** START OF MATERIAL FOR THE TASK **
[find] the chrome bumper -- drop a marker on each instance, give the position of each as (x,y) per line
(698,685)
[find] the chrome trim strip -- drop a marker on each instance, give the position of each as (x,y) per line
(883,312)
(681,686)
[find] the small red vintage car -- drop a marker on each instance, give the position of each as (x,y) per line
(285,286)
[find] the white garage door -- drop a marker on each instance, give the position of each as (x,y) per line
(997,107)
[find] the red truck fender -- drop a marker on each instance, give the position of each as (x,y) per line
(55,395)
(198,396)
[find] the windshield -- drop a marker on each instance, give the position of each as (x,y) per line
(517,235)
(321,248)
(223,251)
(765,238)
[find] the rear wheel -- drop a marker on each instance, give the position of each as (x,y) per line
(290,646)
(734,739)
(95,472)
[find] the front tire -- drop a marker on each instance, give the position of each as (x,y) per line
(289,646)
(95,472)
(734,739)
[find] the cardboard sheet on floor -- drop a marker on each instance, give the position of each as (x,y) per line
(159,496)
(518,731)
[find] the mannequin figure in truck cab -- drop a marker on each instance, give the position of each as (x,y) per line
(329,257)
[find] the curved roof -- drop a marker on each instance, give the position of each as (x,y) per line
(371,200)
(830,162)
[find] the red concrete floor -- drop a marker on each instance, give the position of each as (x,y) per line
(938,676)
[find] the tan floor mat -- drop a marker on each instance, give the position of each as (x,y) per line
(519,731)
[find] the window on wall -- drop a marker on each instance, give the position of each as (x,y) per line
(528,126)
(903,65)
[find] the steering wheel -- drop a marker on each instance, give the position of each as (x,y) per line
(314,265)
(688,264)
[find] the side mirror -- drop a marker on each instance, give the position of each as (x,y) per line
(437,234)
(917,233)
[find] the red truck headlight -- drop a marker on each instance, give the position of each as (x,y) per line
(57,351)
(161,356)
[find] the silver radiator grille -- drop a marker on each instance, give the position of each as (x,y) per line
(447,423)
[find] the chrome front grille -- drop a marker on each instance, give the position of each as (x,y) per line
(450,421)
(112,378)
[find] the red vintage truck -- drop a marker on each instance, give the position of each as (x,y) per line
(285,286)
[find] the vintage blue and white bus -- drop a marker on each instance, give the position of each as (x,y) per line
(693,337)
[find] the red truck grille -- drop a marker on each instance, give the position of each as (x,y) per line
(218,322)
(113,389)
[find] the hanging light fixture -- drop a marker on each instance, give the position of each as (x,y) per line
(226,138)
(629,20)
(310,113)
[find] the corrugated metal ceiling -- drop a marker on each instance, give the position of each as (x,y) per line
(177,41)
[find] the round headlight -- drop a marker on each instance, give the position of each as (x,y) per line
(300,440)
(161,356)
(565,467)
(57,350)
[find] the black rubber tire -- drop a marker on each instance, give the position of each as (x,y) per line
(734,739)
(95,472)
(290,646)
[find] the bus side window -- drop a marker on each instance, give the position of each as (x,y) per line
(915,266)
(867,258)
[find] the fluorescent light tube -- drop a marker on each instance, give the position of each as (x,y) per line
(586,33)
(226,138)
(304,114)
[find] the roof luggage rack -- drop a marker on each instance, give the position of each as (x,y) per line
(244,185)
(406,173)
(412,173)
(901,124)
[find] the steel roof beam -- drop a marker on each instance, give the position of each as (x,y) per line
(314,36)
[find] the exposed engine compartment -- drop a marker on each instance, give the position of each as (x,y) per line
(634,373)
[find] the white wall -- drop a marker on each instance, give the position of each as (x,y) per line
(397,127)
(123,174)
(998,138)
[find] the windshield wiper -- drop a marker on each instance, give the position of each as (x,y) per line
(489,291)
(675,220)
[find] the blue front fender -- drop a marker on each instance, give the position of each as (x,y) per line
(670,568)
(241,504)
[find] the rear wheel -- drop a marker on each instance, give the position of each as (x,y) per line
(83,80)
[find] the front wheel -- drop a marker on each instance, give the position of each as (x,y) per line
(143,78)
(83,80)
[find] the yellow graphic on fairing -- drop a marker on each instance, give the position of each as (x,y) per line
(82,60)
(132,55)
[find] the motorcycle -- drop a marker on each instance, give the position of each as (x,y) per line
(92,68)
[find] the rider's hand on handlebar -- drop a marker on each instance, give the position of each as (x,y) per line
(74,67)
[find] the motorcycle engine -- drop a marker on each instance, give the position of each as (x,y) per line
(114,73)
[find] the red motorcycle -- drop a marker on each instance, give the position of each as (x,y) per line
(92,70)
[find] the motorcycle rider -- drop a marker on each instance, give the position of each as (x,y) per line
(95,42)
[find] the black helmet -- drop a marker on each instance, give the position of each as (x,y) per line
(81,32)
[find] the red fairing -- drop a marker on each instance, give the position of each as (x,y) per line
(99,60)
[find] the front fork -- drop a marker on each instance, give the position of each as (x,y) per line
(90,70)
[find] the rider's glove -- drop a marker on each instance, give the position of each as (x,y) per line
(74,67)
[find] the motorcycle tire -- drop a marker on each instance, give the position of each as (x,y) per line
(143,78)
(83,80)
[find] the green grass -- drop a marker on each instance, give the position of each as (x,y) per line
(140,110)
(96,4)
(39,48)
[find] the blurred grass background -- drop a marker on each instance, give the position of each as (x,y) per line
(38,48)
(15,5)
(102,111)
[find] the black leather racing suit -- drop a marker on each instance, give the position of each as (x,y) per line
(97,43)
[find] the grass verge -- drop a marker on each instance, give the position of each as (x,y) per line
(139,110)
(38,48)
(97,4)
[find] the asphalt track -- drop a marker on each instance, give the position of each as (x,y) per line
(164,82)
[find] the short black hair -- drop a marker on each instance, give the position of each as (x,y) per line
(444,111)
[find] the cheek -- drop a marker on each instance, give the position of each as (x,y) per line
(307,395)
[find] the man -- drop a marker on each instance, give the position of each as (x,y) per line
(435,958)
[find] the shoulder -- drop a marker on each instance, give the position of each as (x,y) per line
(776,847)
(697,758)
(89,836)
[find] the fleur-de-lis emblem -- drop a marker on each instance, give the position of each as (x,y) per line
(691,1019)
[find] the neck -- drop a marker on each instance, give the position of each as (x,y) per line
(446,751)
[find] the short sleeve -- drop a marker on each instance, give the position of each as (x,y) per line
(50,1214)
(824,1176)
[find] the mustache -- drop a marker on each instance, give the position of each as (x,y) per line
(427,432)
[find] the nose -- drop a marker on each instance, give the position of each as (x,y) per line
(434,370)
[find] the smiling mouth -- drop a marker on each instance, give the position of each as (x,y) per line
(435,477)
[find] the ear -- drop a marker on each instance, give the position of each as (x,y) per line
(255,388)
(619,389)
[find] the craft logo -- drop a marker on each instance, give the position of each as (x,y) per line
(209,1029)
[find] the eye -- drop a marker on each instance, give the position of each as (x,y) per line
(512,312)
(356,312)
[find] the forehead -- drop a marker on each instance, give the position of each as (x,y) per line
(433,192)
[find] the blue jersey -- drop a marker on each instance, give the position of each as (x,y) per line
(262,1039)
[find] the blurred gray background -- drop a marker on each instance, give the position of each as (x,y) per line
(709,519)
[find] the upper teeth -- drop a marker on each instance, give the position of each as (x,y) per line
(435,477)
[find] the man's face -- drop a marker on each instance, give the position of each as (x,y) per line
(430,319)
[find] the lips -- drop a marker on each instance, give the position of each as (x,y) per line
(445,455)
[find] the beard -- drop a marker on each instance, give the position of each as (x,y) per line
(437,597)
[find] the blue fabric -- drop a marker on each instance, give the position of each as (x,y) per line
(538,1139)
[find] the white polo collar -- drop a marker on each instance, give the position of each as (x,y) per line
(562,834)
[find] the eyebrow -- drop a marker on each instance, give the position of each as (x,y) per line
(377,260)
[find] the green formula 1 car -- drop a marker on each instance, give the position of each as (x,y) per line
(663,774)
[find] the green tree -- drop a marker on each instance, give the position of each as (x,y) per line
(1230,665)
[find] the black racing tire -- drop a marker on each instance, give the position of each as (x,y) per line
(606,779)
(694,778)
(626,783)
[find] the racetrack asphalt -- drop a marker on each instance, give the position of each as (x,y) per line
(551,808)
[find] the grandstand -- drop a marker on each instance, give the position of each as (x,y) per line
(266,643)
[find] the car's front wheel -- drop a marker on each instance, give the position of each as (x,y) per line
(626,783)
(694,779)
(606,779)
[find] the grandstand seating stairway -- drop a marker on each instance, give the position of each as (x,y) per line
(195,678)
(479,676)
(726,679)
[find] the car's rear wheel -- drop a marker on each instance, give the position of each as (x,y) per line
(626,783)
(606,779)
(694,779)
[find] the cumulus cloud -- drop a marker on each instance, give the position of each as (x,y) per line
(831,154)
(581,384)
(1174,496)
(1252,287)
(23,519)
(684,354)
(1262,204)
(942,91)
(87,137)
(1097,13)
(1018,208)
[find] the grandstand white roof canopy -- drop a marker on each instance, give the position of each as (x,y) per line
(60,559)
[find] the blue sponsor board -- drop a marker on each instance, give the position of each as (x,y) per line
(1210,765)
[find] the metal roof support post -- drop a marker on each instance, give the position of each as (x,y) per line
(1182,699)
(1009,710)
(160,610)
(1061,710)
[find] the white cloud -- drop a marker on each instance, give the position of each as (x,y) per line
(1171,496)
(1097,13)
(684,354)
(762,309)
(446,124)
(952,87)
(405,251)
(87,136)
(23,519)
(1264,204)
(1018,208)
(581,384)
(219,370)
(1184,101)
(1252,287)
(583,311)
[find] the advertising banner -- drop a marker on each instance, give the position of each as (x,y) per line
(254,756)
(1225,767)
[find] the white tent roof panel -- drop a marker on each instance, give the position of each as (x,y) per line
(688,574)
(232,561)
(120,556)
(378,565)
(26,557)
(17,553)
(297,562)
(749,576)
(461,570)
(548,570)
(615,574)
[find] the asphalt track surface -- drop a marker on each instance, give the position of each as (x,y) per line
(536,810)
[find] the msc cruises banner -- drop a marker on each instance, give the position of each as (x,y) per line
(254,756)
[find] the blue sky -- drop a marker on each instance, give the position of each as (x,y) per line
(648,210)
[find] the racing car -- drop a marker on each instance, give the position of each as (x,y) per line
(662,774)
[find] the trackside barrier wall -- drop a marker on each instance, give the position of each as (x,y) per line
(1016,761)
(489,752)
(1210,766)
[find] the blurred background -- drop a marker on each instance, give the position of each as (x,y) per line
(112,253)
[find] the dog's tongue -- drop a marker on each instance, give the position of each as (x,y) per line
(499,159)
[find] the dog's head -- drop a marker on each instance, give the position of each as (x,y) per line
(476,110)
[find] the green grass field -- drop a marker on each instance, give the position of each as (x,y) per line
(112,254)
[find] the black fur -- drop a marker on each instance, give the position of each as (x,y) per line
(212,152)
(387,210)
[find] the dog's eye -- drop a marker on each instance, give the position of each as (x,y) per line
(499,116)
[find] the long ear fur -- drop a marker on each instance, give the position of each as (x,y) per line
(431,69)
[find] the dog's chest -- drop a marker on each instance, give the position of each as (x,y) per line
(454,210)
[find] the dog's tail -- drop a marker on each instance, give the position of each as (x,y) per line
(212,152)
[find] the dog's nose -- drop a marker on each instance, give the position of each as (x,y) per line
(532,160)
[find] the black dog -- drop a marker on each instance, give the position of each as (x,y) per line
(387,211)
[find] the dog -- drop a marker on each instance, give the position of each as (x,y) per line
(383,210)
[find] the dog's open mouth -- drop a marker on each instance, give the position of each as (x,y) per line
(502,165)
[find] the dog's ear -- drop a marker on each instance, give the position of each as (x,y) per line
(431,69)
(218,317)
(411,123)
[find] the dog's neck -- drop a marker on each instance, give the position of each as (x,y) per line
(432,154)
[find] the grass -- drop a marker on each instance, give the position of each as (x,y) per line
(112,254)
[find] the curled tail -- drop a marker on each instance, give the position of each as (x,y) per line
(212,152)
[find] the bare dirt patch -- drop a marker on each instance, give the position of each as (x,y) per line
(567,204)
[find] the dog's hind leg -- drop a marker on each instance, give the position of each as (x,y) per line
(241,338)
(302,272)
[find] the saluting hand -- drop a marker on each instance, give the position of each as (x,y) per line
** END OF MATERIAL FOR THE TASK **
> _TASK BRIEF_: Repeat, with no changes, each line from the one with "[find] the dog's neck" to the end of the listing, including both ends and nothing else.

> _REPLY_:
[find] the dog's neck -- drop a marker on each instance, give the position of each as (x,y) per line
(432,154)
[find] the grass -- drop a marker on each instance, give the position of each as (x,y) per line
(112,254)
[find] the curled tail -- drop a marker on each instance, give the position of each as (x,y) per line
(212,152)
[find] the bare dirt patch -- drop a marker on each instance, give the position of each as (x,y) per line
(567,204)
[find] the dog's hind leg -- drop a marker on each instance, give the position of each as (x,y) per line
(241,338)
(302,272)
[find] the saluting hand -- drop a marker on each instance, give the position of each as (x,y) per line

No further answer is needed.